## Instructions
(A) According to the book review below, who wrote the book's Foreword?
(B) Reproduce the part of the book review that opens with the words "Livingston brings to" and closes with "can perpetuate dependency.".
(C) Render this sentence from the book review into Spanish: "Life is about change, and change can be for the better or the worse."

BEGIN Provided passage

Book Notes
Gordon Livingston, M.D., Too Soon Old, Too Late Smart – Thirty True Things You Need to Know Now (New York: Marlowe & Company, 2004), 168 pages.
A guest review by Richard C. Worden, RSW, CFLE, D.Min. Worden is a retired minister and Family Social Worker now in private practice. He lives in Medicine Hat, Alberta, Canada.
Consider the story about “The Three Puzzle Rooms of Life.” Once upon a time, life was like entering puzzle room number one. As you entered the room, a person was given the pieces to the puzzle of life and a picture to follow. Life came together by imitating the model. Later, life became like entering puzzle room number two. Once again, a person was given the pieces of the puzzle of life, but this time no picture to follow. Trial and error were used to put life together. Today, life is like puzzle room number three. The pieces of the puzzle of life are offered, no model is available, and when a person manages to get two or three pieces of the puzzle to fit, suddenly the puzzle changes shape.
Through his involvement in the Vietnam War and its consequences, Gordon Livingston describes passionately and sincerely “the third puzzle room of life.” He does so from the perspective of a psychiatrist and a psychotherapist. He is also well acquainted with grief, managing to live through the pain of divorce and the death of two sons.
Livingston brings to the work of psychotherapy and pastoral care an important approach which tends to be overshadowed by popular methods, whether Biblical or Pop-Psychological. He writes, “Therapy, properly done, is a combination of confessional, re-parenting, and mentoring.”
Life is about change, and change can be for the better or the worse. Livingston strongly reminds us that change is a choice. The choice is often impeded by medication and systems which can perpetuate dependency.
Livingston’s thirty short articles address the nature of the human personality, habits, death, adoption, perfectionism, depression, suicide, forgiveness, happiness, parenting, divorce, and marriage. He encourages caregivers to be listeners looking for the connections in what is heard, to hear the hidden fears, and to promote hope. What makes psychotherapy work for Livingston is love, which is willingly shared. He states, “We are never out of choices, no matter how desperate the circumstances.”
While expressing a nonjudgmental approach, Livingston does not profess any neat and tidy faith. He is taking a “time out” from religion. He is in the third puzzle room of life as he attempts to come to terms with his own personal losses. However, he does offer caregivers this insight. While flying an airplane, Livingston discovered that his map and the features on the ground did not agree. He was informed by an officer, “if the map does not agree with the ground, then the map is wrong.” Livingston confesses, “I have learned that our passage through life consists of an effort to get the map in our heads to conform to the ground on which we walk.”
The book's Foreword is written by Elizabeth Edwards, a grieving parent and a cancer patient. Livingston expresses the end of grieving succinctly: “Coming to terms with our past is inevitably a process of forgiveness, of letting go, the simplest and most difficult of all human endeavors. . . . until the moment you do it.”

END Provided passage
BEGIN Provided data

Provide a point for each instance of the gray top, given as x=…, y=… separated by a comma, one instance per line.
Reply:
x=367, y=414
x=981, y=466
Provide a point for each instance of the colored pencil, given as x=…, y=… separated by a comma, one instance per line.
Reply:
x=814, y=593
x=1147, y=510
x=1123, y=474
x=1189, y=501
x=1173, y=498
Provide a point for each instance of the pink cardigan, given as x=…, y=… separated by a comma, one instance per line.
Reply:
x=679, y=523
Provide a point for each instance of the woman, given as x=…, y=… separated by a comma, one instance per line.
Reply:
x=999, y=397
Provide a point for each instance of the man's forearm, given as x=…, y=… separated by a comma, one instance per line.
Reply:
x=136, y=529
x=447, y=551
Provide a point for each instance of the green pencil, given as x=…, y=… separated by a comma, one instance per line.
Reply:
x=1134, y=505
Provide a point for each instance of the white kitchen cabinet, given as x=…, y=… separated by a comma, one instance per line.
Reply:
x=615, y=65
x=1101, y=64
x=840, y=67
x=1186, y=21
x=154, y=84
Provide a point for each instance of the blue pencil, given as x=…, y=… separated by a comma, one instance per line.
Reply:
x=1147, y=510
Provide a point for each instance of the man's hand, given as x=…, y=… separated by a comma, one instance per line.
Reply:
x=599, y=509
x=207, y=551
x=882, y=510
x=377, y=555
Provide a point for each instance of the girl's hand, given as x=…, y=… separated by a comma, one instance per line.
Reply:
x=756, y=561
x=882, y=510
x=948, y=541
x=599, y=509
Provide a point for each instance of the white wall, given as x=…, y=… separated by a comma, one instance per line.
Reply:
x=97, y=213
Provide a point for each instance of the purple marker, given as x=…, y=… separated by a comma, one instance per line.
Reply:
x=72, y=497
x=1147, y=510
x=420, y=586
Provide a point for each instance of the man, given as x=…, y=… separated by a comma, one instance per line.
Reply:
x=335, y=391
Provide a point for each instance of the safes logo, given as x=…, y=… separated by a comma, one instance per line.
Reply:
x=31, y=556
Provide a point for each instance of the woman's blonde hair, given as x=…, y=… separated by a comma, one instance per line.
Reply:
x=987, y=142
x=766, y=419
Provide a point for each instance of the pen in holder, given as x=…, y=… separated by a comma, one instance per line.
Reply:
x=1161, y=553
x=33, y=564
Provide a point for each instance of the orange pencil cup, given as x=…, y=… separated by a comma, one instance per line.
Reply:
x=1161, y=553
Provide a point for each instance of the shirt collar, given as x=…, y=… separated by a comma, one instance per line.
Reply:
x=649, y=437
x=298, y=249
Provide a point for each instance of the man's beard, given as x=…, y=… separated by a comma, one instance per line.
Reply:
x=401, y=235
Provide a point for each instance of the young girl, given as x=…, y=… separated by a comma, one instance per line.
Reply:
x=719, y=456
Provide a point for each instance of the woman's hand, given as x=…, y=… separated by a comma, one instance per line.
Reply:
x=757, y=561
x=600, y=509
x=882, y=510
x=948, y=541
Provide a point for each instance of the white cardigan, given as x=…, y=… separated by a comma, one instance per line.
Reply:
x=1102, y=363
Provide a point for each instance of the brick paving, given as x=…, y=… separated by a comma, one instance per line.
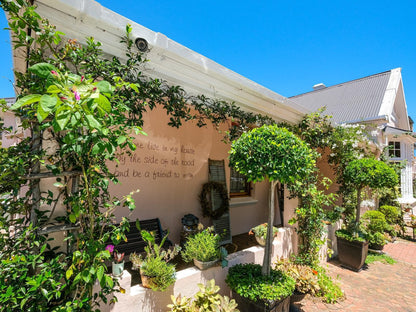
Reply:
x=377, y=288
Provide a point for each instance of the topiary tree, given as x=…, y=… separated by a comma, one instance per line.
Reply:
x=275, y=154
x=368, y=172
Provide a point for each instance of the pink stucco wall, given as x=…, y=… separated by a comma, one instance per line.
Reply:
x=169, y=168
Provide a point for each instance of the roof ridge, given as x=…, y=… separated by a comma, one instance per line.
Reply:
x=343, y=83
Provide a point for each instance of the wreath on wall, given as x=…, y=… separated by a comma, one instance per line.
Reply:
x=206, y=203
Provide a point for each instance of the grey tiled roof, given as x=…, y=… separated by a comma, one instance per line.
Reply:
x=353, y=100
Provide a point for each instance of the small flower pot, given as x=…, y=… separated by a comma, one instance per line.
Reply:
x=118, y=269
x=203, y=265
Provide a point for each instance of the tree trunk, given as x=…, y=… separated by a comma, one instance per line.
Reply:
x=358, y=209
x=267, y=259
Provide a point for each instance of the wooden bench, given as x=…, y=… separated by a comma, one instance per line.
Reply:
x=135, y=242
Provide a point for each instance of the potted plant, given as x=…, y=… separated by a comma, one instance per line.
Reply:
x=306, y=278
x=375, y=225
x=155, y=271
x=118, y=263
x=207, y=299
x=254, y=291
x=260, y=233
x=392, y=215
x=358, y=174
x=276, y=154
x=203, y=248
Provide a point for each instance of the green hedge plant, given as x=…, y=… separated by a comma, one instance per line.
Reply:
x=248, y=281
x=203, y=246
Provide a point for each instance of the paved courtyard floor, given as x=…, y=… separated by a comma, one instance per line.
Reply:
x=378, y=288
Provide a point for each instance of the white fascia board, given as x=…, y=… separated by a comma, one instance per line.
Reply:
x=169, y=60
x=389, y=98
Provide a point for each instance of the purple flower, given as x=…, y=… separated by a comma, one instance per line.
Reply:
x=77, y=96
x=110, y=248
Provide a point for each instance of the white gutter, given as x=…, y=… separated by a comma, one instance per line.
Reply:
x=369, y=119
x=169, y=60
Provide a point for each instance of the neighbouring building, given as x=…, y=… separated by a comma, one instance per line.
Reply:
x=377, y=101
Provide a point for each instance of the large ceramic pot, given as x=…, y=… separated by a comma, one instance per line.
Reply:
x=246, y=305
x=352, y=255
x=118, y=269
x=203, y=265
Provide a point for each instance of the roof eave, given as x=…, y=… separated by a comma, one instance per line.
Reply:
x=168, y=59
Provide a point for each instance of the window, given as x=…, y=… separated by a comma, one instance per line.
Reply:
x=394, y=150
x=239, y=186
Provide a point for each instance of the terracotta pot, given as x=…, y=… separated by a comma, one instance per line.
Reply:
x=203, y=265
x=118, y=269
x=352, y=255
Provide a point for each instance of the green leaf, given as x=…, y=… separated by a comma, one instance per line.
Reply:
x=46, y=105
x=100, y=275
x=103, y=103
x=42, y=70
x=53, y=89
x=109, y=281
x=104, y=86
x=62, y=118
x=121, y=140
x=26, y=100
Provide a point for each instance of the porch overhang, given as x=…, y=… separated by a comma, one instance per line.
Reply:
x=169, y=60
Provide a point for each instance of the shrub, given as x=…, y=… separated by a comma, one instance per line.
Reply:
x=247, y=281
x=391, y=213
x=305, y=277
x=203, y=246
x=330, y=291
x=207, y=299
x=374, y=221
x=261, y=231
x=374, y=224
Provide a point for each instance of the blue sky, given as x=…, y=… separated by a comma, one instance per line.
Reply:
x=287, y=46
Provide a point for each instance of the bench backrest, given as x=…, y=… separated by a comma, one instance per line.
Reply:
x=135, y=242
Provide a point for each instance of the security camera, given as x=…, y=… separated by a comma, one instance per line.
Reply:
x=142, y=44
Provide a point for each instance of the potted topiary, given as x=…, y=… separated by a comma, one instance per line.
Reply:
x=306, y=278
x=203, y=248
x=374, y=224
x=118, y=263
x=392, y=215
x=155, y=271
x=275, y=154
x=360, y=173
x=256, y=292
x=260, y=233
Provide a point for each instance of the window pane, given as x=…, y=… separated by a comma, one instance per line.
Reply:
x=239, y=184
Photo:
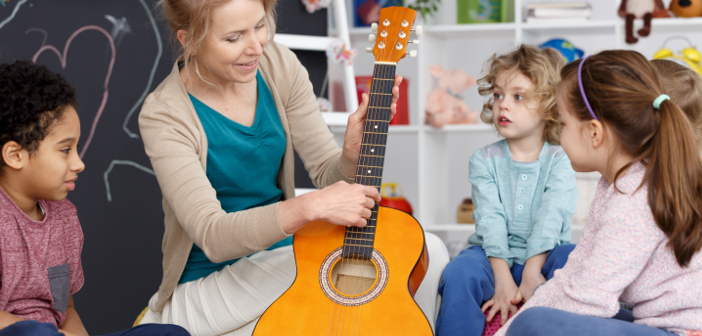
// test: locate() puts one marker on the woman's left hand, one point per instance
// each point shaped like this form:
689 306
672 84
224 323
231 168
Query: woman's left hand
354 131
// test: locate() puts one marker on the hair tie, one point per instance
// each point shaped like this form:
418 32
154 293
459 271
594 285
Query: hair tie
582 90
659 100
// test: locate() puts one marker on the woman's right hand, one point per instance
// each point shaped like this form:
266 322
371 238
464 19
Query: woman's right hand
505 291
345 204
340 204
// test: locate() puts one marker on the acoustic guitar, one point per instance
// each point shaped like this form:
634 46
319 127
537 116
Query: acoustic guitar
360 281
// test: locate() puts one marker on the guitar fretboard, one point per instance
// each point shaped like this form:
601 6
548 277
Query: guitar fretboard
360 241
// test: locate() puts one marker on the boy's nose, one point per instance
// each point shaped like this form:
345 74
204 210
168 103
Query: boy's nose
78 165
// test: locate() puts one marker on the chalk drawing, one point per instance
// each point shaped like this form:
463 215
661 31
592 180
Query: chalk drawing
14 12
151 76
122 162
131 134
118 26
62 58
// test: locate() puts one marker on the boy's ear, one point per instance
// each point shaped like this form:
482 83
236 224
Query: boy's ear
596 133
14 155
182 36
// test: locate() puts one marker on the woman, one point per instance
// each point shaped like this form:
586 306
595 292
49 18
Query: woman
220 132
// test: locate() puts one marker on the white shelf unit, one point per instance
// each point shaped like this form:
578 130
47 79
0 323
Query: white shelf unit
432 165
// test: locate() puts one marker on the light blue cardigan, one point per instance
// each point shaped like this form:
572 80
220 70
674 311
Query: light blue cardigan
521 208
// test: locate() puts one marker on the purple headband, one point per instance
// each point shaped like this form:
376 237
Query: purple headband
582 90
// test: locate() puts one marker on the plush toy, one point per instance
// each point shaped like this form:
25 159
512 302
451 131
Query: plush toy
644 9
445 105
686 8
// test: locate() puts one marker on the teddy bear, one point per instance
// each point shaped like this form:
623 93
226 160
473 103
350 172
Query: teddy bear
686 8
445 105
632 9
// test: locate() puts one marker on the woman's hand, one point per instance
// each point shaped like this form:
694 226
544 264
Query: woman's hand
501 301
354 131
340 203
345 204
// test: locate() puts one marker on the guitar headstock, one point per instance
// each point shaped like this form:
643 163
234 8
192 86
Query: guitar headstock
393 31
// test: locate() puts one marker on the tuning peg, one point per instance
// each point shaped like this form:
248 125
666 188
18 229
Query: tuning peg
418 30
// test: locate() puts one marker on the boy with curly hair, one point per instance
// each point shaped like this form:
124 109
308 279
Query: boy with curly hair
41 241
524 192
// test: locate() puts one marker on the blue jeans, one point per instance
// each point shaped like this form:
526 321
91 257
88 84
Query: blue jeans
549 321
468 281
34 328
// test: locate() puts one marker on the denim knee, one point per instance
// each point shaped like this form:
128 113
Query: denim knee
528 322
162 329
465 269
29 328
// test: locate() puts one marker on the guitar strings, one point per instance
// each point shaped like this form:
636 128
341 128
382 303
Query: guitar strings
386 70
355 234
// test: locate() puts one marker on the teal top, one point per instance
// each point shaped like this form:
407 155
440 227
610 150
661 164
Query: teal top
521 208
242 166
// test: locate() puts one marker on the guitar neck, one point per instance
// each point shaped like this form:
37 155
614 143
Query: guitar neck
360 241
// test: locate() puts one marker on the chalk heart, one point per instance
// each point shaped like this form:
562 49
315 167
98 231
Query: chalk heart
62 58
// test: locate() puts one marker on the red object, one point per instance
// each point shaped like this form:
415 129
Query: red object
493 326
394 200
402 116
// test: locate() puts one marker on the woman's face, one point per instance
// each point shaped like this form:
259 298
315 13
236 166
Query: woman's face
234 43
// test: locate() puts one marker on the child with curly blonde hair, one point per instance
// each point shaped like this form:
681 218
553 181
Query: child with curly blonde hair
524 192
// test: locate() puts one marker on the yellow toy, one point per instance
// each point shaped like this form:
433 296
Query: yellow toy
688 57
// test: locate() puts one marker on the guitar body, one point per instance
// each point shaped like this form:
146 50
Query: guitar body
314 306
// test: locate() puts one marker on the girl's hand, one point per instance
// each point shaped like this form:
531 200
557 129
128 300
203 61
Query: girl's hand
526 289
345 204
67 333
354 131
500 302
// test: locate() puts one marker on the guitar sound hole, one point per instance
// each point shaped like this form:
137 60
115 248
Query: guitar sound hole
353 275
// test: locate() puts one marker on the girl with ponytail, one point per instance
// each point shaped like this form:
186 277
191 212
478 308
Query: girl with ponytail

END Provided data

## Responses in order
(A) Elizabeth Edwards, a grieving parent and a cancer patient.

(B)
Livingston brings to the work of psychotherapy and pastoral care an important approach which tends to be overshadowed by popular methods, whether Biblical or Pop-Psychological. He writes, “Therapy, properly done, is a combination of confessional, re-parenting, and mentoring.”
Life is about change, and change can be for the better or the worse. Livingston strongly reminds us that change is a choice. The choice is often impeded by medication and systems which can perpetuate dependency.

(C) La vida consiste en el cambio, y el cambio puede ser para mejor o para peor.